> Exercise inputs
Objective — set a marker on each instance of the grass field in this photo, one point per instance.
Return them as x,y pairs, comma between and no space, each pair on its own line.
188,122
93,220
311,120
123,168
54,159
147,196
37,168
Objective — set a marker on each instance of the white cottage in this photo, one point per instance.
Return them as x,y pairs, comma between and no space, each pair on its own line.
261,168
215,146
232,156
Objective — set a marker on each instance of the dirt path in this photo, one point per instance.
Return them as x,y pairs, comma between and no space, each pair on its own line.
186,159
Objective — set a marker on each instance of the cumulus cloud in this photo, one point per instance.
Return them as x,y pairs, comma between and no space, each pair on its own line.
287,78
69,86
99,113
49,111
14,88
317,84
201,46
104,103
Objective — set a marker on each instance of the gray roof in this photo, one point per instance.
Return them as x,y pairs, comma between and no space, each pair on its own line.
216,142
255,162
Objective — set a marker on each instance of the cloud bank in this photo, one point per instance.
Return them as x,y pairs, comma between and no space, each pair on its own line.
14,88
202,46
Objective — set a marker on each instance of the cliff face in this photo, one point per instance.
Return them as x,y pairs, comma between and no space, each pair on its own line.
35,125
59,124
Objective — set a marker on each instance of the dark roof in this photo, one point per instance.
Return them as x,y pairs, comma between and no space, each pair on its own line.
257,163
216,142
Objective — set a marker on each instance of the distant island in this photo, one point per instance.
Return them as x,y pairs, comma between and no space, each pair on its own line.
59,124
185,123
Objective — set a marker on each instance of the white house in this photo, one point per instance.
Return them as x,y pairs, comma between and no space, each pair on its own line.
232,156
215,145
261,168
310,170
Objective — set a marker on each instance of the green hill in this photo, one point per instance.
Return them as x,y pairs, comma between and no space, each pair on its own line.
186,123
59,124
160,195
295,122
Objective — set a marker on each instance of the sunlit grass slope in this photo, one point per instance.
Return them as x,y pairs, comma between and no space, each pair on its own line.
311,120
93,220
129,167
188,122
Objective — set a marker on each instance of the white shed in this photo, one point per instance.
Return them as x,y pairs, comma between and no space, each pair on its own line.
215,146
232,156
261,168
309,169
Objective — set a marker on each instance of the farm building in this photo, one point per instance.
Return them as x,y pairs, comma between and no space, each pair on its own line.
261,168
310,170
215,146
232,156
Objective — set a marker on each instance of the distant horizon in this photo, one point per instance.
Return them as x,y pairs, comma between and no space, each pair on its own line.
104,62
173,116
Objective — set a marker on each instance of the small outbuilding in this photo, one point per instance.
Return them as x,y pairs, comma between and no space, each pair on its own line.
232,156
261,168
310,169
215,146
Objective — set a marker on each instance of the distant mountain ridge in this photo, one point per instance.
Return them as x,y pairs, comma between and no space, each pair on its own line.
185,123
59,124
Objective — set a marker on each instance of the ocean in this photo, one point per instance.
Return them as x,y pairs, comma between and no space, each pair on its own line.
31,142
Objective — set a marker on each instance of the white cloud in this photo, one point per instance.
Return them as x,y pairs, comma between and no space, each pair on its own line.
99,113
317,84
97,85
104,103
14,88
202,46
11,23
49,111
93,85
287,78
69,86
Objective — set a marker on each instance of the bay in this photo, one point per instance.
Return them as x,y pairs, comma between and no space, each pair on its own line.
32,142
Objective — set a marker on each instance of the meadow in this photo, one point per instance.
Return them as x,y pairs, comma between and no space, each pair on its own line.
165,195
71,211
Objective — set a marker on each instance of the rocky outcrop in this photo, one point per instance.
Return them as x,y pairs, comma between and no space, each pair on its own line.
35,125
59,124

> What to work on
Copy the data verbatim, from the line containing "the white cloud" through the final line of the data, including both ends.

> In response
Objective — set a marker on each instance of the white cloud in this photo, one point per instance.
Return them as x,y pairs, comma between and no space, each pair on its own line.
99,113
317,84
97,85
104,103
14,88
202,46
11,23
49,111
93,85
287,78
69,86
Objective — set a marker on each instance of the bay in this photo, one point per instance.
Return them as x,y pairs, comma between and no space, each pair on its own line.
32,142
Objective — set a marker on each instance of the meadow in this photo, one point per instance.
Return them as x,y pairs, comma between and no space, each pair on its own line.
165,195
71,211
Objective — set a marker on each instance of the rocky outcrop in this photo, one point per instance.
Return them as x,y pairs, comma between and no space, each pair on its own line.
35,125
59,124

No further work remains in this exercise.